▶ WHAT YOU HAVE TO DO
Write out the passage of the essay about Open Space between "Yet I did (do)" and "work (in progress).", inclusive.

Beyond my refusal to take (un)friendly fire, of late, I’ve not felt like institutional reform of this ilk is worthy of our glorious energy. The police can’t be reformed and neither can institutions that tend the garden of class stratification.

Yet I did (do) believe that Open Space is one of the things the museum does (did) right, so I asked for more time to think of something that let me be intentional in my participation, even if it would be in the outer rim of the museum’s galaxy. I agreed I would participate in the fall (now) and roughly share in some of the research around Black and Indigenous revolt I’d been developing towards a new body of work (in progress). 

And then July came and the museum decided to cut off the remaining access points to its corpus for emerging, unknown, freaky, anti-establishment, experimental artists in the Bay Area. Shuttering the Artists Gallery (lending local artists who wish to sell work an interface with interested buyers since 1946); terminating its illustrious film program (the first in the nation, established in 1937); and Open Space, this very online platform which, since 2008, has ushered forth myriad thoughtful, strange, and smart projects ranging from text to image to video and beyond. I would be (am) in the very last cohort to produce content for Open Space. 

It didn’t then feel reasonable to press on with my idea, as though the house fire that’s been slowly consuming the place wasn’t now a fully out of control forest inferno. And so, that is how in ways anew I find myself on my too-small childhood bed thinking and writing about collapse.

END

Here is an excerpt from “Canto a la muerte”/”Song for Death” as found in the book obra poética II by Evaristo Ribera Chevremont (who is probably problematic; hard to find receipts on a dude born in 1890) which I found in a house in Dorado. I transcribed it and translated it overlooking the tiny waves at Punta Fraile, hurriedly because it was getting too hot to type outside any longer. A translator once told me it is harder for people natively fluent in a language to translate it: 

…Estás conmigo

Estás en mi sangre, 

Que es el espejo en el cual te miras.

Estás en mí…

Yo advierto en mí una fuerza que a la tuya se iguala, Muerte.

Te agarro

en la fuga del tiempo.

Y no he de soltarte, Muerte. En tu oído

pongo la palabra

Que yo sólo sé

Mi voz es para tu oído.

¡Mi voz! ¿No te sacude mi voz?

Mi voz te dice: “¡Muerte, la vida

 puede ser, por ti, forma 

de tersuras y gracias!”

Mi voz te dice: “¡Muerte, la vida

puede ser, por ti, forma

de plenitud!”

Mi voz te dice. Y tú has de seguir

 lo trazado por mi voz.

Porque mi voz, Muerte, es la voz que manda

en ti. Porque mi voz

[aquí fue donde entré por el calor]

es mi canto.

Y mi canto es para ti.

Mi voz se llena 

del canto que yo soy.

(Records from a point labeling set)
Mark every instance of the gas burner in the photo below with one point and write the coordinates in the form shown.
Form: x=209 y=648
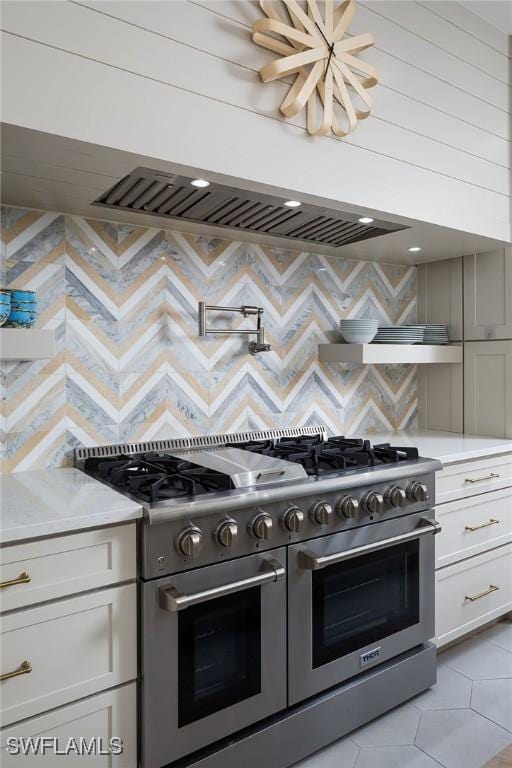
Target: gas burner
x=336 y=454
x=157 y=476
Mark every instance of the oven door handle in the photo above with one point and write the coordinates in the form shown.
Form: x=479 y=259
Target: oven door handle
x=172 y=600
x=311 y=562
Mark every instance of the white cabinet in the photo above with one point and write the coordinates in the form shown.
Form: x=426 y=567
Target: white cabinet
x=473 y=592
x=74 y=647
x=474 y=548
x=477 y=476
x=488 y=295
x=43 y=570
x=68 y=644
x=96 y=720
x=481 y=523
x=440 y=295
x=440 y=397
x=488 y=388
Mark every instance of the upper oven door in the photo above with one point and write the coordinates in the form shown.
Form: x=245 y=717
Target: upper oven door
x=213 y=653
x=358 y=598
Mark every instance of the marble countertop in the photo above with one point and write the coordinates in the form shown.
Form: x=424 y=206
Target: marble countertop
x=53 y=501
x=448 y=447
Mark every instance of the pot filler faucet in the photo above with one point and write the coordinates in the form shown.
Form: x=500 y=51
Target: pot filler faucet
x=254 y=346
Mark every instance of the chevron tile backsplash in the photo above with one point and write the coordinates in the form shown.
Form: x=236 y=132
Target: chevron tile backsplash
x=130 y=365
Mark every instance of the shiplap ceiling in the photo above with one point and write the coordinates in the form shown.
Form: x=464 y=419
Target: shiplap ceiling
x=179 y=81
x=55 y=173
x=498 y=13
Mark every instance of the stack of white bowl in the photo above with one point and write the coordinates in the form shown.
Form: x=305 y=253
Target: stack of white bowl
x=436 y=334
x=358 y=331
x=401 y=334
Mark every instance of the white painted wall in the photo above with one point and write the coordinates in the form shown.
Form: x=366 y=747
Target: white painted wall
x=178 y=80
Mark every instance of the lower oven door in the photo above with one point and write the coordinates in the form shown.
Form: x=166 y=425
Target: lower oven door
x=358 y=598
x=213 y=653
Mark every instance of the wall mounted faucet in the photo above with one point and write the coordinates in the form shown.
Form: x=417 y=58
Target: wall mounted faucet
x=254 y=346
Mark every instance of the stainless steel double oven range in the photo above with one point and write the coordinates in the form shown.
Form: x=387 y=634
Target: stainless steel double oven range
x=287 y=592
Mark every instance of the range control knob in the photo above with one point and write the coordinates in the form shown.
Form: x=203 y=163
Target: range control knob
x=227 y=533
x=321 y=512
x=417 y=492
x=293 y=520
x=373 y=502
x=347 y=506
x=396 y=496
x=261 y=526
x=190 y=542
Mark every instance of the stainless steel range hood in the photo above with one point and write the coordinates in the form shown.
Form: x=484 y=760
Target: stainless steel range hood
x=174 y=197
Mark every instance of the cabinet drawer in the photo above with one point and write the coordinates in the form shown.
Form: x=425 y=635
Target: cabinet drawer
x=74 y=647
x=473 y=525
x=64 y=565
x=476 y=578
x=95 y=721
x=458 y=481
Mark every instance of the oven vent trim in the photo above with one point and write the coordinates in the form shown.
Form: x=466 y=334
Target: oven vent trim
x=155 y=193
x=189 y=443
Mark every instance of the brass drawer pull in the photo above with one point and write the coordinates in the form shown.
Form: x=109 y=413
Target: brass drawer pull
x=24 y=668
x=472 y=528
x=481 y=479
x=472 y=598
x=23 y=578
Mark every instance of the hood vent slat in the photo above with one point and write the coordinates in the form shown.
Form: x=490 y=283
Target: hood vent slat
x=152 y=192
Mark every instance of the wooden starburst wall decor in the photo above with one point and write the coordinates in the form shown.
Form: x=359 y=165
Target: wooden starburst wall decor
x=331 y=81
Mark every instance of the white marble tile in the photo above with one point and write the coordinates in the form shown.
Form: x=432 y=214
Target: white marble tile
x=341 y=754
x=49 y=502
x=394 y=757
x=392 y=729
x=452 y=691
x=500 y=634
x=478 y=660
x=493 y=699
x=460 y=738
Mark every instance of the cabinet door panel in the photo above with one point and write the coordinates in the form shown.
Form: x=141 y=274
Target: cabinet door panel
x=440 y=397
x=74 y=647
x=440 y=295
x=472 y=593
x=488 y=388
x=93 y=721
x=63 y=565
x=488 y=295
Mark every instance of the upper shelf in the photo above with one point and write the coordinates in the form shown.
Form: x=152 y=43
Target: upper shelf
x=383 y=354
x=26 y=344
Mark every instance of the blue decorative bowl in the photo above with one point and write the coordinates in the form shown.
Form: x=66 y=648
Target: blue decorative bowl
x=5 y=306
x=28 y=306
x=20 y=318
x=17 y=295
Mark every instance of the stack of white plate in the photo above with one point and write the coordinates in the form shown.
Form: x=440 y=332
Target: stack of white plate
x=402 y=334
x=436 y=334
x=358 y=331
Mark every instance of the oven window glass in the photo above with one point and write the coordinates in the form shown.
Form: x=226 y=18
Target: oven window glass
x=363 y=600
x=219 y=654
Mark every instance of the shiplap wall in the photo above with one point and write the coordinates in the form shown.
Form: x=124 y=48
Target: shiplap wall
x=178 y=80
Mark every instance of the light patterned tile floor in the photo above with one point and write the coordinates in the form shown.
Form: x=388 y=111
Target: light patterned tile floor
x=462 y=722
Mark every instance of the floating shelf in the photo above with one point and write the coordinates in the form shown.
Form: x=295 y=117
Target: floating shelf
x=26 y=344
x=385 y=354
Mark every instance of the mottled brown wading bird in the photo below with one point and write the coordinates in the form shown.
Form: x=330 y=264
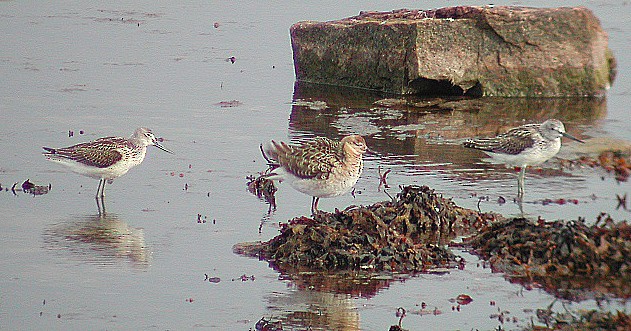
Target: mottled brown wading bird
x=321 y=168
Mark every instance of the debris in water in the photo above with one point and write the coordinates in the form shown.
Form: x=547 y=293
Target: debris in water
x=313 y=105
x=229 y=104
x=268 y=325
x=404 y=235
x=463 y=299
x=569 y=259
x=263 y=188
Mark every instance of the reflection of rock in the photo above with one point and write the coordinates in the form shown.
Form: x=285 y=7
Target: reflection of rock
x=101 y=240
x=323 y=301
x=430 y=128
x=315 y=309
x=490 y=51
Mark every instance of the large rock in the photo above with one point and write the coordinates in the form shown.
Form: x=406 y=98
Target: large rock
x=489 y=51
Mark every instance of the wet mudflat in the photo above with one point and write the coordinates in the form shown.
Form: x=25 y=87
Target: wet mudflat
x=215 y=81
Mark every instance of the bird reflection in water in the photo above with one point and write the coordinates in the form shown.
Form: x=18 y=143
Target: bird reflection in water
x=102 y=239
x=323 y=300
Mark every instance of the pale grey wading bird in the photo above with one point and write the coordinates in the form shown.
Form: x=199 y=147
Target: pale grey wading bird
x=526 y=145
x=321 y=168
x=105 y=158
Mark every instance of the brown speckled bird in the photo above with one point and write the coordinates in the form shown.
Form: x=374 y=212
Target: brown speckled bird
x=321 y=168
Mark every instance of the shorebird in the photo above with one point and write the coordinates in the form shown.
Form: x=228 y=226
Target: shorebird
x=321 y=168
x=105 y=158
x=526 y=145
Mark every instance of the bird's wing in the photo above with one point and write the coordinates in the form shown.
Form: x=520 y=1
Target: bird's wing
x=100 y=153
x=313 y=159
x=512 y=142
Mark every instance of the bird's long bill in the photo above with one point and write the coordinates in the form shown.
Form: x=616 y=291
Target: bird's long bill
x=157 y=144
x=572 y=137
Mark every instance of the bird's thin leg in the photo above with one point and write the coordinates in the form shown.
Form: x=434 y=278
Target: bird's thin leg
x=99 y=193
x=520 y=183
x=314 y=205
x=100 y=205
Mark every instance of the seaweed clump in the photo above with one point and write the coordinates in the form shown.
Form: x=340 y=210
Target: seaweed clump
x=567 y=258
x=403 y=235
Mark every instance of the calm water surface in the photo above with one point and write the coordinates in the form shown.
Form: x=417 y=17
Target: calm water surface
x=105 y=69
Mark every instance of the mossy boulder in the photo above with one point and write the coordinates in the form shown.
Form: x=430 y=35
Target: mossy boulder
x=471 y=50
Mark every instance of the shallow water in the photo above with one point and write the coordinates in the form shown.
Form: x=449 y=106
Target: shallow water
x=106 y=69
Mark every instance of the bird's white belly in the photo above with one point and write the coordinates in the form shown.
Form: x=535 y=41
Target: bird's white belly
x=530 y=156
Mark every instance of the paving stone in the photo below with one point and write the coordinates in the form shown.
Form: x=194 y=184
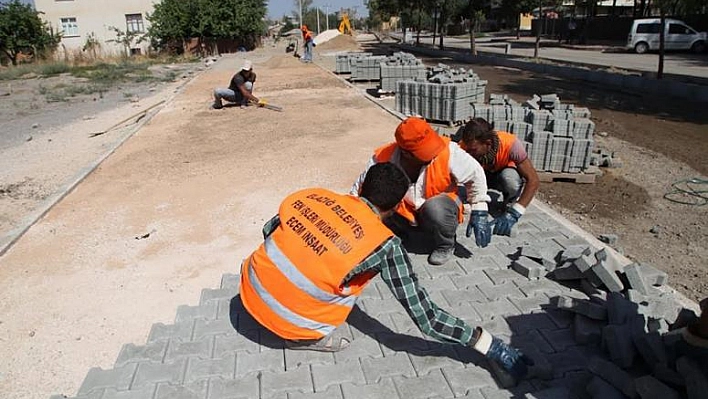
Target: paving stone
x=191 y=391
x=559 y=339
x=198 y=369
x=118 y=378
x=494 y=292
x=469 y=378
x=246 y=388
x=600 y=389
x=431 y=385
x=696 y=379
x=614 y=375
x=266 y=361
x=617 y=341
x=152 y=352
x=384 y=389
x=397 y=364
x=163 y=332
x=298 y=380
x=188 y=313
x=649 y=387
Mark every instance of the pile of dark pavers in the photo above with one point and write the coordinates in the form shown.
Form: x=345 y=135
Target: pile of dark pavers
x=631 y=314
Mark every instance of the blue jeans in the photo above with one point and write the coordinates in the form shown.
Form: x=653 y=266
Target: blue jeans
x=437 y=218
x=231 y=96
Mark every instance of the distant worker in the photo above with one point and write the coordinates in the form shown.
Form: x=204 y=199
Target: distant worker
x=322 y=249
x=309 y=42
x=240 y=89
x=435 y=166
x=507 y=166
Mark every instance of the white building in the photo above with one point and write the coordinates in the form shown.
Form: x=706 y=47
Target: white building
x=81 y=20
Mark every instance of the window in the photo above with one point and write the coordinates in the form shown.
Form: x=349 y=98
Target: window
x=648 y=28
x=69 y=26
x=134 y=23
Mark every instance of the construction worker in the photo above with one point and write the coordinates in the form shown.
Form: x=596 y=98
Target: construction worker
x=507 y=166
x=435 y=166
x=309 y=42
x=322 y=249
x=240 y=89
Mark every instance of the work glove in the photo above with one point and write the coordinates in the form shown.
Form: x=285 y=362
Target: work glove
x=482 y=227
x=504 y=223
x=509 y=358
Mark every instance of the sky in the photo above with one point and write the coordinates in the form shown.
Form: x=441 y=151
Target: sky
x=278 y=8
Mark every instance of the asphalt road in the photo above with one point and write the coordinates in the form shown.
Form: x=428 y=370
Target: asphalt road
x=675 y=63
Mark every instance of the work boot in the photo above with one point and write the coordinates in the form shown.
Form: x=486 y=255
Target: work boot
x=440 y=256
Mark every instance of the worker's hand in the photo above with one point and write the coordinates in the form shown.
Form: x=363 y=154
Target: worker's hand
x=481 y=226
x=504 y=223
x=509 y=358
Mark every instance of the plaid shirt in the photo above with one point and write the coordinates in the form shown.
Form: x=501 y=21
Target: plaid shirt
x=391 y=260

▶ WRITTEN RESPONSE
Yet I did (do) believe that Open Space is one of the things the museum does (did) right, so I asked for more time to think of something that let me be intentional in my participation, even if it would be in the outer rim of the museum’s galaxy. I agreed I would participate in the fall (now) and roughly share in some of the research around Black and Indigenous revolt I’d been developing towards a new body of work (in progress).